# TESTO PROPOSTO:
Aggiornamento: in calce all'articolo è stata aggiunta un'intervista realizzata con Paul Mitchell, Chairman e President della Indy Autonomous Challenge.

Indy Autonomous Challenge è il campionato di monoposto Indy con guida completamente autonoma; nate ufficialmente nell’ottobre del 2021 all’Indianapolis Motor Speedway, le gare di IAC hanno riscosso sempre più successo fino ad arrivare a debuttare anche al prossimo appuntamento di Milano Monza Motor Show 2023 che si terrà a giugno.

IAC punta a stimolare lo sviluppo di veicoli con guida autonoma e ogni team, universitario, ha la possibilità di testare le nuove tecnologie in ambienti di simulazione e cloud computing, così da dimostrare la maturità dei propri algoritmi. Le monoposto devono essere in grado di sfrecciare fino a 290 km/h, avere accelerazioni e decelerazioni elevate, essere affidabili e soprattutto comprendere l’ambiente circostante per effettuare sorpassi sicuri e precisi.

# PROBLEMA 1:
Traduci in inglese questa frase del testo sull'Indy Autonomous Challenge: «Le monoposto devono essere in grado di sfrecciare fino a 290 km/h, avere accelerazioni e decelerazioni elevate, essere affidabili e soprattutto comprendere l’ambiente circostante per effettuare sorpassi sicuri e precisi.»
# PROBLEMA 2:
Riporta fedelmente la parte del testo sull'Indy Autonomous Challenge compresa fra "Aggiornamento: in calce" e "Indy Autonomous Challenge.", estremi inclusi.

# MATERIALE ARCHIVIATO:
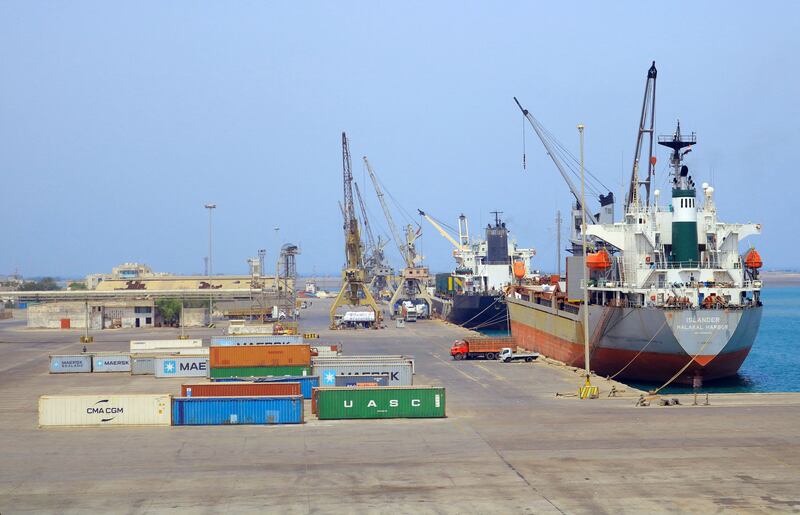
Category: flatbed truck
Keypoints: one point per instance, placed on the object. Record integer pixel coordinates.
(480, 348)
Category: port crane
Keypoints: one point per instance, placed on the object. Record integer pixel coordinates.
(559, 155)
(354, 289)
(378, 271)
(413, 278)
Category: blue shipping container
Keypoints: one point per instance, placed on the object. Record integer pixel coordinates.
(306, 382)
(205, 411)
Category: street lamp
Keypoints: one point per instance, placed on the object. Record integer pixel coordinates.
(210, 208)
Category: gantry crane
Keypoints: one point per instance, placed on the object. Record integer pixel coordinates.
(354, 290)
(413, 278)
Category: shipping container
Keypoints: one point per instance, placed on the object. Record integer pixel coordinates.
(219, 373)
(240, 389)
(188, 351)
(248, 329)
(260, 339)
(143, 365)
(380, 402)
(261, 356)
(307, 383)
(140, 345)
(191, 411)
(365, 358)
(326, 351)
(380, 380)
(71, 363)
(400, 374)
(181, 366)
(111, 362)
(105, 410)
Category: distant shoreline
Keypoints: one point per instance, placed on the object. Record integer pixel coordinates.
(780, 278)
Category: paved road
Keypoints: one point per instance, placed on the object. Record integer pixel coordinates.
(508, 444)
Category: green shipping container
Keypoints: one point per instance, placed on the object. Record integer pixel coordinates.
(380, 402)
(260, 371)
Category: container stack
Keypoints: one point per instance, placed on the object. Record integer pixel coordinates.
(238, 403)
(259, 360)
(400, 369)
(378, 402)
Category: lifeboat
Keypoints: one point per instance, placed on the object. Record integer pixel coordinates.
(598, 260)
(752, 260)
(519, 269)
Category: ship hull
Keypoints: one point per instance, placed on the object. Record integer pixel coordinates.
(478, 312)
(641, 344)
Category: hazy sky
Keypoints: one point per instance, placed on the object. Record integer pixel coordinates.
(117, 123)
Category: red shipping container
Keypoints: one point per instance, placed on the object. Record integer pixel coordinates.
(237, 389)
(260, 356)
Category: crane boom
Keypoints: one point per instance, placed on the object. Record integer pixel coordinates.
(648, 104)
(440, 229)
(538, 129)
(389, 220)
(353, 238)
(371, 246)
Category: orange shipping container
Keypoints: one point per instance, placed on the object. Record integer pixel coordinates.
(260, 356)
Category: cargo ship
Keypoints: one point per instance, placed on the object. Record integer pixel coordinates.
(670, 298)
(473, 295)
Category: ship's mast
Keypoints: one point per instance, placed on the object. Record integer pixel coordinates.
(646, 127)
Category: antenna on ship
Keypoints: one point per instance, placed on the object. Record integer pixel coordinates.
(646, 127)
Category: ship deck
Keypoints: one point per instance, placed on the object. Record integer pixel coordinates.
(508, 444)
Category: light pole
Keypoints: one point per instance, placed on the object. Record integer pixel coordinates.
(211, 208)
(586, 354)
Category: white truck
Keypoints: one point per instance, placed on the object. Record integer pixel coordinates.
(507, 356)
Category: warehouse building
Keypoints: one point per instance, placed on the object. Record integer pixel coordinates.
(100, 314)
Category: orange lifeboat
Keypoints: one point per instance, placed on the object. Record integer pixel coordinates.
(752, 260)
(519, 269)
(598, 260)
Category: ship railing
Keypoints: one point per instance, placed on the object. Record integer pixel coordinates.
(569, 308)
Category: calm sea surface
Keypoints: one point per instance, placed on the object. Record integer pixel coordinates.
(774, 362)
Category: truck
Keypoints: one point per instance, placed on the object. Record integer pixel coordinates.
(480, 347)
(507, 356)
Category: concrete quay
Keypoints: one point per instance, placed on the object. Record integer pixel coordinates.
(508, 445)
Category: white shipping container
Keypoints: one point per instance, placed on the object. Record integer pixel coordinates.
(191, 351)
(400, 374)
(181, 366)
(364, 359)
(105, 410)
(139, 345)
(242, 329)
(71, 363)
(327, 351)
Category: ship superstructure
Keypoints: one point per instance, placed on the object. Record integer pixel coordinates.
(473, 295)
(670, 296)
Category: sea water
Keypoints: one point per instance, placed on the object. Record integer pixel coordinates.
(773, 364)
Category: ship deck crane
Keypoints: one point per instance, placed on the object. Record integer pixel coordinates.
(413, 278)
(561, 157)
(441, 230)
(537, 127)
(648, 115)
(354, 290)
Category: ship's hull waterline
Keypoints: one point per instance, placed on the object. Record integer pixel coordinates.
(641, 344)
(477, 312)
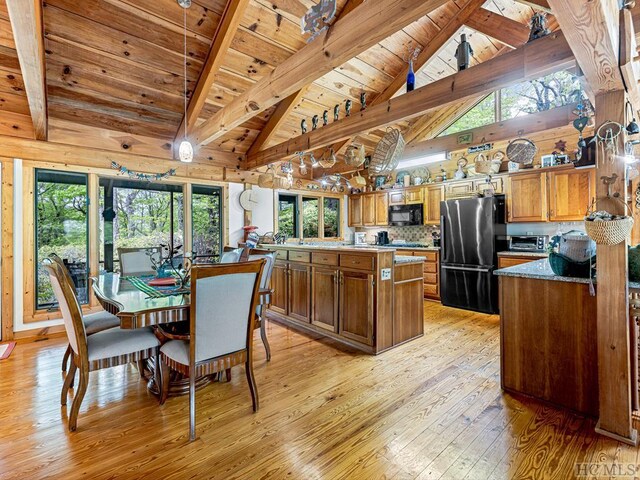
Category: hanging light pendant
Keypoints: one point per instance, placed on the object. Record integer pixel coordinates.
(185, 151)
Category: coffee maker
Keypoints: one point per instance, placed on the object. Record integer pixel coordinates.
(382, 238)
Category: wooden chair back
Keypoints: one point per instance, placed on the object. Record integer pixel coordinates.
(223, 305)
(69, 307)
(137, 261)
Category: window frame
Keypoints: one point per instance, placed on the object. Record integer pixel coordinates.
(300, 213)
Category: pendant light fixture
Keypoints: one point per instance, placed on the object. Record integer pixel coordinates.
(185, 151)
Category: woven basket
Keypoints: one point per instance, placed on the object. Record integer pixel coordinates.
(610, 232)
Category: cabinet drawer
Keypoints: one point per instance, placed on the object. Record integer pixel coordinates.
(431, 278)
(431, 290)
(300, 256)
(325, 258)
(356, 261)
(430, 267)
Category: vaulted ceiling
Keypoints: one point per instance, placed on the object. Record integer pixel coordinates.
(116, 67)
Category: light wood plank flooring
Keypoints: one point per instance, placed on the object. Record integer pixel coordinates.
(432, 408)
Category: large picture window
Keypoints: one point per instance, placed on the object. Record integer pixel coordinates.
(138, 214)
(61, 228)
(206, 215)
(305, 216)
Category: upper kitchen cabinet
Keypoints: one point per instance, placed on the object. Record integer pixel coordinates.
(570, 194)
(355, 210)
(527, 197)
(433, 195)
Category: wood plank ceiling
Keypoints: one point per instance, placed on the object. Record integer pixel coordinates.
(115, 66)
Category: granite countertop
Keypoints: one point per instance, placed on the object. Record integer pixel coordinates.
(511, 253)
(540, 269)
(401, 259)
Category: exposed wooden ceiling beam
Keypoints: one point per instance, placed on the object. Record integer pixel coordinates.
(533, 60)
(288, 104)
(26, 22)
(515, 127)
(540, 5)
(229, 21)
(367, 25)
(503, 29)
(434, 46)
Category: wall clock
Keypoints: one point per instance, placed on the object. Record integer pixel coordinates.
(248, 200)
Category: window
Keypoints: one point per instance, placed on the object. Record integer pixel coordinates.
(551, 91)
(310, 217)
(138, 214)
(61, 228)
(288, 215)
(303, 216)
(206, 218)
(331, 217)
(484, 113)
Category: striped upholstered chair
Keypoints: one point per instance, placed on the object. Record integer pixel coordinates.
(221, 322)
(93, 323)
(108, 348)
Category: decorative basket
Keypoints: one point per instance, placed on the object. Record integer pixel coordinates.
(609, 232)
(388, 152)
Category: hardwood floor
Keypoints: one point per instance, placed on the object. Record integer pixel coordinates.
(432, 408)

# RISPOSTA DEFINITIVA 1:
The single-seaters must be able to race at speeds of up to 290 km/h, have high acceleration and deceleration, be reliable and, above all, understand their surroundings in order to make safe and precise overtaking maneuvers.

# RISPOSTA DEFINITIVA 2:
Aggiornamento: in calce all'articolo è stata aggiunta un'intervista realizzata con Paul Mitchell, Chairman e President della Indy Autonomous Challenge.